BEGIN Text to read
# Knives That Are Invisible To Metal Detectors



## Quickbeam (Oct 18, 2001)

These knives are nothing new and have been around for years. Check out this on-line retailer: http://www.selfdefenseproducts.com/nfk.htm 

I have bought pepper spray from him - very reputable. Also has the NASTIEST pepperspray available - 5.3million SHU. Low concentration, high pain.

Very responsible of him to stop sales of the nylon knives for now IMHO.


----------



## sunspot (Oct 18, 2001)

Don't forget about the high-end ceramic blade knives w/wood or composite scales. No magnetic signature.


----------



## sunspot (Oct 18, 2001)

KT. Give my best and your pepper spray to your petite bride but give me the web site to purchase it please.


----------



## Dizney (Oct 18, 2001)

KT....That Fox Labs OC spray is really nasty stuff!! I've got two of the one-pounders at my house too. Maybe time will tell but my department still issues First Defense OC which doesn't seem to have the quick knockdown that Fox sprays are known for.


----------



## SPECIALIST (Oct 18, 2001)

Cold Steel makes a few non metallic signature knives, they are the Covert Action Tanto and a smaller DELTA DART (im pretty sure that is the name)
END Text to read
BEGIN Information provided
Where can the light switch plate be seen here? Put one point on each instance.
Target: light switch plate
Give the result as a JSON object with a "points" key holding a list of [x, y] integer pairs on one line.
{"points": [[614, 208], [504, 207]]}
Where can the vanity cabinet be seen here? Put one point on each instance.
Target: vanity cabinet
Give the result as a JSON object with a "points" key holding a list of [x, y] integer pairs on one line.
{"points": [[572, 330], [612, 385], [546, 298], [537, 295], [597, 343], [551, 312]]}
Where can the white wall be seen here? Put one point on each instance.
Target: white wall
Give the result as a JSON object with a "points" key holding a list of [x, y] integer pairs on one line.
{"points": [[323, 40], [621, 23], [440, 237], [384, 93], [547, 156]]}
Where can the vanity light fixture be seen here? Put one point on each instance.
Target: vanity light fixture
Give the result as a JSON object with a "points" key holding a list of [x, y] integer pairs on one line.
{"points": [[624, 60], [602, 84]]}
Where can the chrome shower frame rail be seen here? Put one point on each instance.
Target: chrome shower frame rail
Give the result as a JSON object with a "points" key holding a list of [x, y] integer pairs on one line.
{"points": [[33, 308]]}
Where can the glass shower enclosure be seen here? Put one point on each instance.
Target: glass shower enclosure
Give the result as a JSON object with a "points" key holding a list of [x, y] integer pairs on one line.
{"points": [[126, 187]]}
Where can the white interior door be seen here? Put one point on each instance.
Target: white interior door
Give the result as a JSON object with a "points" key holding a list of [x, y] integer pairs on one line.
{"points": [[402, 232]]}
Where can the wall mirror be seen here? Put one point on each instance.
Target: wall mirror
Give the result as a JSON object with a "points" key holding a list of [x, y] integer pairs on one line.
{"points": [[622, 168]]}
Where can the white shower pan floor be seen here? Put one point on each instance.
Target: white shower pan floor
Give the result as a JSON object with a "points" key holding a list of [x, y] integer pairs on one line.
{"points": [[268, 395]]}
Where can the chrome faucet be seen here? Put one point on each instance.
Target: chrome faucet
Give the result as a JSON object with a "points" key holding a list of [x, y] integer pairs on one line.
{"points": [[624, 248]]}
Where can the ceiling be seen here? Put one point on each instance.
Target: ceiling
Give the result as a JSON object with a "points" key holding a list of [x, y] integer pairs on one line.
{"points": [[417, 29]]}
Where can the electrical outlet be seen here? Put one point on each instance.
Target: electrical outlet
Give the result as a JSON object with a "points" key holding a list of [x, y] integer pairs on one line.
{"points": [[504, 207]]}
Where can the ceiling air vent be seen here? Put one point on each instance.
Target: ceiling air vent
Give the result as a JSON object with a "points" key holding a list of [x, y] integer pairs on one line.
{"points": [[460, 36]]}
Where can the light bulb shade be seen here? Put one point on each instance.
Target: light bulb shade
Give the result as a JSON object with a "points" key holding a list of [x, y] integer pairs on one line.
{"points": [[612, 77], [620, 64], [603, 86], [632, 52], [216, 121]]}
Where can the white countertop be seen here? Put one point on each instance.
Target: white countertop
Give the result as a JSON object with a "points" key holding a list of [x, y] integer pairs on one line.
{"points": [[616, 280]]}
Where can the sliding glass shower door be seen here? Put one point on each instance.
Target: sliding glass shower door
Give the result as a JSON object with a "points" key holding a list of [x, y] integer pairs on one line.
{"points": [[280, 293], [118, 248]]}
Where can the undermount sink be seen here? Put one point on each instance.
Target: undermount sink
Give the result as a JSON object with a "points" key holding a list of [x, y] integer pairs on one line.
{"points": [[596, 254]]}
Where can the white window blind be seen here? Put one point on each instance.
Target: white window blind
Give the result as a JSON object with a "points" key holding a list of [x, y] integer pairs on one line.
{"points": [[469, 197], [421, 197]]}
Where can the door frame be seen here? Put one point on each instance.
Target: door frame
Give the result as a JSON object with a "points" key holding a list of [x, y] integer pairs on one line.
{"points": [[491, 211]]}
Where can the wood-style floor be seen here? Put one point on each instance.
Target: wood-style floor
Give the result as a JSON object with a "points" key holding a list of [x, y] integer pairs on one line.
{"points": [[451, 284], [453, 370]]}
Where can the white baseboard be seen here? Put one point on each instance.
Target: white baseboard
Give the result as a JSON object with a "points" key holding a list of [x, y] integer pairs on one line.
END Information provided
* **Exercise requirements**:
a) In the thread on knives invisible to metal detectors, what OC spray does Dizney's department still issue?
b) Translate this sentence from the thread on knives invisible to metal detectors into Spanish: "These knives are nothing new and have been around for years."

* **Solutions for each task**:
a) First Defense OC

b) Estos cuchillos no son nada nuevo y existen desde hace años.